以下のすべての項目の各行を、「番号」と「行」の2列を持つMarkdownの表で表すこと。空行と画像は表に含めないこと。

◆ 使用する項目:
━━━━━━
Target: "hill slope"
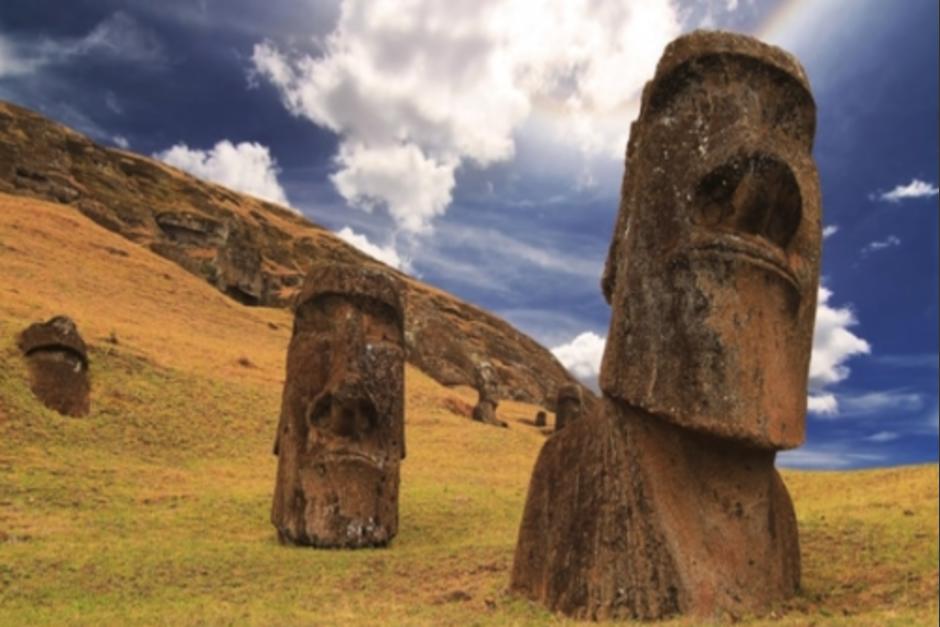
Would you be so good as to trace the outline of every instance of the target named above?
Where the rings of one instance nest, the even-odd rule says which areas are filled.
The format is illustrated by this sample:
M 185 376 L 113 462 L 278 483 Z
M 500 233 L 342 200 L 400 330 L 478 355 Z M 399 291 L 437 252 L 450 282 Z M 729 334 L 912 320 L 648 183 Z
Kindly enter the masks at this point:
M 14 346 L 56 313 L 90 346 L 88 418 L 39 405 Z M 234 302 L 68 207 L 0 194 L 0 624 L 557 620 L 504 592 L 537 407 L 503 403 L 510 429 L 479 425 L 448 410 L 470 389 L 414 367 L 400 536 L 278 546 L 289 328 L 284 310 Z M 936 624 L 936 465 L 784 474 L 804 590 L 774 624 Z
M 287 209 L 98 146 L 2 101 L 0 192 L 65 204 L 248 305 L 284 306 L 315 262 L 382 265 Z M 401 276 L 408 360 L 438 382 L 472 385 L 488 361 L 506 397 L 542 403 L 573 381 L 505 321 Z

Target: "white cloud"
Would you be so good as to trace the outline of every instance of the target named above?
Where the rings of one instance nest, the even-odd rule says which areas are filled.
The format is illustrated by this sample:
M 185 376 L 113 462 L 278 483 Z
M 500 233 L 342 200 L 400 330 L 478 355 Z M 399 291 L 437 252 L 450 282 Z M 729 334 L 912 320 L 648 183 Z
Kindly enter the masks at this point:
M 893 442 L 894 440 L 897 440 L 899 437 L 901 436 L 895 433 L 894 431 L 879 431 L 878 433 L 872 434 L 865 439 L 868 440 L 869 442 L 883 443 L 883 442 Z
M 896 235 L 889 235 L 888 237 L 882 240 L 876 240 L 874 242 L 869 242 L 862 248 L 862 256 L 867 257 L 868 255 L 878 252 L 879 250 L 884 250 L 885 248 L 891 248 L 892 246 L 900 246 L 901 238 Z
M 884 455 L 859 453 L 843 447 L 802 447 L 777 455 L 777 465 L 783 468 L 849 468 L 874 465 L 884 461 Z
M 153 156 L 201 179 L 289 206 L 277 180 L 280 170 L 267 146 L 254 142 L 236 145 L 225 139 L 211 150 L 177 144 Z
M 829 304 L 832 292 L 819 288 L 816 305 L 816 327 L 813 332 L 813 352 L 809 368 L 807 407 L 820 416 L 835 416 L 840 413 L 839 399 L 825 390 L 826 386 L 848 378 L 850 370 L 845 362 L 855 355 L 871 352 L 871 346 L 849 330 L 858 324 L 854 312 L 848 307 L 833 307 Z M 597 377 L 604 354 L 605 338 L 590 331 L 582 333 L 567 344 L 556 346 L 552 353 L 579 379 Z M 860 414 L 891 407 L 911 408 L 919 396 L 890 392 L 873 392 L 846 399 L 846 412 Z M 918 405 L 919 407 L 919 405 Z
M 922 409 L 923 406 L 924 398 L 920 394 L 888 390 L 843 395 L 840 398 L 839 411 L 849 416 L 867 416 L 889 412 L 907 413 Z
M 253 72 L 341 136 L 333 182 L 351 205 L 422 232 L 461 163 L 512 158 L 536 110 L 576 149 L 622 158 L 639 92 L 679 30 L 667 0 L 344 0 L 322 56 L 265 42 Z
M 349 204 L 372 211 L 384 203 L 407 231 L 426 231 L 450 204 L 456 161 L 428 159 L 413 144 L 366 148 L 344 143 L 336 161 L 341 169 L 330 178 Z
M 936 196 L 938 193 L 940 193 L 940 189 L 933 183 L 915 178 L 911 179 L 911 182 L 907 185 L 898 185 L 891 191 L 882 192 L 873 196 L 880 200 L 897 203 L 907 198 L 929 198 Z
M 407 262 L 398 256 L 394 246 L 379 246 L 373 244 L 365 235 L 356 233 L 348 226 L 344 226 L 337 231 L 336 236 L 347 244 L 355 246 L 370 257 L 378 259 L 382 263 L 397 270 L 405 270 L 407 268 Z
M 834 416 L 839 413 L 839 402 L 834 394 L 810 394 L 806 399 L 806 408 L 819 416 Z
M 833 307 L 829 303 L 832 292 L 825 287 L 819 288 L 816 305 L 816 327 L 813 331 L 813 355 L 809 365 L 810 391 L 819 395 L 825 386 L 844 381 L 849 376 L 845 365 L 855 355 L 866 355 L 871 346 L 849 330 L 858 324 L 855 313 L 849 307 Z M 819 400 L 817 407 L 823 413 L 832 413 L 833 408 L 827 402 Z
M 575 377 L 590 381 L 600 373 L 605 341 L 600 335 L 586 331 L 567 344 L 553 348 L 552 354 Z

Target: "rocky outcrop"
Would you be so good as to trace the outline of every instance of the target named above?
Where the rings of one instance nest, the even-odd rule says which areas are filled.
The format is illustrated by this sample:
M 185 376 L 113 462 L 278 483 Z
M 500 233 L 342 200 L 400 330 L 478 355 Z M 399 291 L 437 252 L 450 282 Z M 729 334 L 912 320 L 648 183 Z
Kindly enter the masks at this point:
M 296 213 L 0 102 L 0 191 L 75 207 L 245 305 L 287 306 L 316 263 L 385 267 Z M 572 378 L 505 321 L 399 274 L 408 361 L 445 385 L 488 362 L 506 398 L 551 406 Z
M 88 349 L 71 318 L 56 316 L 30 325 L 20 333 L 17 346 L 29 362 L 36 398 L 65 416 L 88 414 Z

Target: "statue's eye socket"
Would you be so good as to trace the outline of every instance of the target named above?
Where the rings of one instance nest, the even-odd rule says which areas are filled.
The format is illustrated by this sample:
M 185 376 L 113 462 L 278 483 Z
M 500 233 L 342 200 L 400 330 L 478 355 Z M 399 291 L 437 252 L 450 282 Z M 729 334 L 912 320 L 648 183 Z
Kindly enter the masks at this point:
M 756 235 L 786 249 L 800 226 L 802 200 L 790 168 L 758 154 L 733 159 L 702 178 L 693 210 L 700 226 Z

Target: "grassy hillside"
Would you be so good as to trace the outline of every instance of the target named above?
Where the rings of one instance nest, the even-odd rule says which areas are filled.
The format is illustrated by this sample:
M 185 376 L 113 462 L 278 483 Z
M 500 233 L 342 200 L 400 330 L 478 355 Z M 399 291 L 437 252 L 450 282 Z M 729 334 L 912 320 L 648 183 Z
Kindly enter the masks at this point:
M 31 396 L 14 337 L 65 313 L 92 414 Z M 289 314 L 246 308 L 54 204 L 0 195 L 0 623 L 563 622 L 505 593 L 538 409 L 511 429 L 407 371 L 391 548 L 285 548 L 267 516 Z M 788 472 L 804 591 L 781 624 L 935 624 L 936 465 Z M 680 621 L 681 623 L 681 621 Z

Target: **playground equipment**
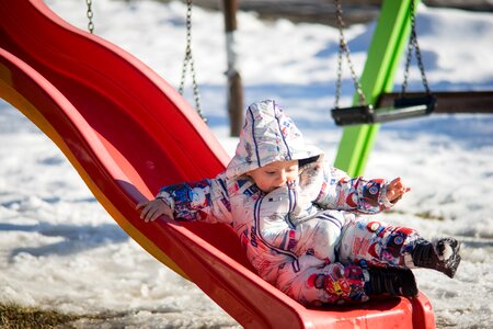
━━━━━━
◆ 解答:
| 番号 | 行 |
|---|---|
| 1 | Target: "hill slope" |
| 2 | Would you be so good as to trace the outline of every instance of the target named above? |
| 3 | Where the rings of one instance nest, the even-odd rule says which areas are filled. |
| 4 | The format is illustrated by this sample: |
| 5 | M 185 376 L 113 462 L 278 483 Z |
| 6 | M 500 233 L 342 200 L 400 330 L 478 355 Z M 399 291 L 437 252 L 450 282 Z M 729 334 L 912 320 L 648 183 Z |
| 7 | Kindly enter the masks at this point: |
| 8 | M 14 346 L 56 313 L 90 346 L 88 418 L 39 405 Z M 234 302 L 68 207 L 0 194 L 0 624 L 557 620 L 504 592 L 537 407 L 503 403 L 510 429 L 479 425 L 448 410 L 470 389 L 414 367 L 400 536 L 278 546 L 289 328 L 284 310 Z M 936 624 L 936 465 L 784 474 L 804 590 L 774 624 Z |
| 9 | M 287 209 L 98 146 L 2 101 L 0 192 L 65 204 L 248 305 L 284 306 L 315 262 L 382 265 Z M 401 276 L 408 360 L 438 382 L 472 385 L 488 361 L 506 397 L 542 403 L 573 381 L 505 321 Z |
| 10 | Target: "white cloud" |
| 11 | Would you be so good as to trace the outline of every instance of the target named above? |
| 12 | Where the rings of one instance nest, the even-odd rule says which areas are filled. |
| 13 | The format is illustrated by this sample: |
| 14 | M 185 376 L 113 462 L 278 483 Z |
| 15 | M 500 233 L 342 200 L 400 330 L 478 355 Z M 399 291 L 437 252 L 450 282 Z M 729 334 L 912 320 L 648 183 Z |
| 16 | Kindly enter the masks at this point: |
| 17 | M 893 442 L 894 440 L 897 440 L 899 437 L 901 436 L 895 433 L 894 431 L 879 431 L 878 433 L 872 434 L 865 439 L 868 440 L 869 442 L 883 443 L 883 442 Z |
| 18 | M 896 235 L 889 235 L 888 237 L 882 240 L 876 240 L 874 242 L 869 242 L 862 248 L 862 256 L 867 257 L 868 255 L 878 252 L 879 250 L 884 250 L 885 248 L 891 248 L 892 246 L 900 246 L 901 238 Z |
| 19 | M 884 455 L 859 453 L 843 447 L 802 447 L 777 455 L 777 465 L 783 468 L 849 468 L 874 465 L 884 461 Z |
| 20 | M 153 156 L 201 179 L 289 206 L 277 180 L 280 170 L 267 146 L 254 142 L 236 145 L 225 139 L 211 150 L 177 144 Z |
| 21 | M 829 304 L 832 292 L 819 288 L 816 305 L 816 327 L 813 332 L 813 352 L 809 368 L 807 407 L 820 416 L 835 416 L 840 413 L 839 399 L 825 390 L 826 386 L 848 378 L 850 370 L 845 362 L 855 355 L 871 352 L 871 346 L 849 330 L 858 324 L 854 312 L 848 307 L 833 307 Z M 597 377 L 604 354 L 605 338 L 590 331 L 582 333 L 567 344 L 556 346 L 552 353 L 579 379 Z M 860 414 L 891 407 L 911 408 L 919 396 L 890 392 L 873 392 L 846 399 L 846 412 Z M 918 405 L 919 407 L 919 405 Z |
| 22 | M 922 409 L 923 406 L 924 398 L 920 394 L 888 390 L 843 395 L 840 398 L 839 411 L 849 416 L 867 416 L 889 412 L 907 413 Z |
| 23 | M 253 72 L 341 136 L 333 182 L 351 205 L 422 232 L 461 163 L 512 158 L 536 110 L 576 149 L 622 158 L 639 92 L 679 30 L 667 0 L 344 0 L 322 56 L 265 42 Z |
| 24 | M 349 204 L 372 211 L 384 203 L 407 231 L 426 231 L 450 204 L 456 161 L 428 159 L 413 144 L 366 148 L 344 143 L 336 161 L 341 169 L 330 178 Z |
| 25 | M 936 196 L 938 193 L 940 193 L 940 189 L 933 183 L 915 178 L 911 179 L 911 182 L 907 185 L 898 185 L 891 191 L 882 192 L 873 196 L 880 200 L 897 203 L 907 198 L 929 198 Z |
| 26 | M 407 262 L 398 256 L 394 246 L 379 246 L 373 244 L 365 235 L 356 233 L 348 226 L 344 226 L 337 231 L 336 236 L 347 244 L 355 246 L 370 257 L 378 259 L 382 263 L 397 270 L 405 270 L 407 268 Z |
| 27 | M 834 416 L 839 413 L 839 402 L 834 394 L 810 394 L 806 399 L 806 408 L 819 416 Z |
| 28 | M 833 307 L 829 303 L 832 292 L 825 287 L 819 288 L 816 305 L 816 327 L 813 331 L 813 355 L 809 365 L 810 391 L 819 395 L 825 386 L 844 381 L 849 376 L 845 365 L 855 355 L 866 355 L 871 346 L 849 330 L 858 324 L 855 313 L 849 307 Z M 819 400 L 817 407 L 823 413 L 832 413 L 833 408 L 827 402 Z |
| 29 | M 575 377 L 590 381 L 600 373 L 605 341 L 600 335 L 586 331 L 567 344 L 553 348 L 552 354 Z |
| 30 | Target: "rocky outcrop" |
| 31 | Would you be so good as to trace the outline of every instance of the target named above? |
| 32 | Where the rings of one instance nest, the even-odd rule says which areas are filled. |
| 33 | The format is illustrated by this sample: |
| 34 | M 185 376 L 113 462 L 278 483 Z |
| 35 | M 500 233 L 342 200 L 400 330 L 478 355 Z M 399 291 L 437 252 L 450 282 Z M 729 334 L 912 320 L 648 183 Z |
| 36 | Kindly enter the masks at this point: |
| 37 | M 296 213 L 0 102 L 0 191 L 75 207 L 245 305 L 287 306 L 316 263 L 385 267 Z M 572 378 L 505 321 L 399 274 L 408 361 L 445 385 L 488 362 L 506 398 L 551 406 Z |
| 38 | M 88 349 L 71 318 L 56 316 L 30 325 L 20 333 L 17 346 L 29 362 L 36 398 L 65 416 L 88 414 Z |
| 39 | Target: "statue's eye socket" |
| 40 | Would you be so good as to trace the outline of every instance of the target named above? |
| 41 | Where the rings of one instance nest, the even-odd rule says which areas are filled. |
| 42 | The format is illustrated by this sample: |
| 43 | M 185 376 L 113 462 L 278 483 Z |
| 44 | M 500 233 L 342 200 L 400 330 L 478 355 Z M 399 291 L 437 252 L 450 282 Z M 729 334 L 912 320 L 648 183 Z |
| 45 | Kindly enter the masks at this point: |
| 46 | M 756 235 L 786 249 L 800 226 L 802 200 L 790 168 L 758 154 L 733 159 L 702 178 L 693 210 L 700 226 Z |
| 47 | Target: "grassy hillside" |
| 48 | Would you be so good as to trace the outline of every instance of the target named above? |
| 49 | Where the rings of one instance nest, the even-odd rule says which areas are filled. |
| 50 | The format is illustrated by this sample: |
| 51 | M 185 376 L 113 462 L 278 483 Z |
| 52 | M 500 233 L 342 200 L 400 330 L 478 355 Z M 399 291 L 437 252 L 450 282 Z M 729 334 L 912 320 L 648 183 Z |
| 53 | Kindly enter the masks at this point: |
| 54 | M 31 396 L 14 337 L 65 313 L 92 414 Z M 289 314 L 246 308 L 54 204 L 0 195 L 0 623 L 563 622 L 505 593 L 538 409 L 511 429 L 407 371 L 391 548 L 285 548 L 267 516 Z M 788 472 L 804 591 L 781 624 L 935 624 L 936 465 Z M 680 621 L 681 623 L 681 621 Z |
| 55 | Target: **playground equipment** |